Collected data:
## Start
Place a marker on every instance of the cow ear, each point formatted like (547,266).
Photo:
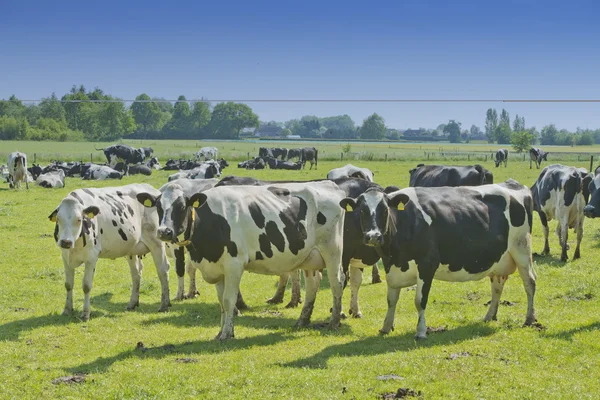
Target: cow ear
(197,200)
(398,201)
(52,217)
(146,199)
(348,204)
(91,212)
## End
* [REQUIREMENT]
Write out every line of the records again, requests included, but shift each point coordinate in the answers by adding 91 to both of its numbers. Leave the pictures out.

* [EXERCISE RESPONSE]
Place a marker on every instance of the cow ear, each point formatted like (547,266).
Photo:
Target: cow ear
(288,291)
(489,292)
(143,308)
(237,290)
(439,295)
(182,303)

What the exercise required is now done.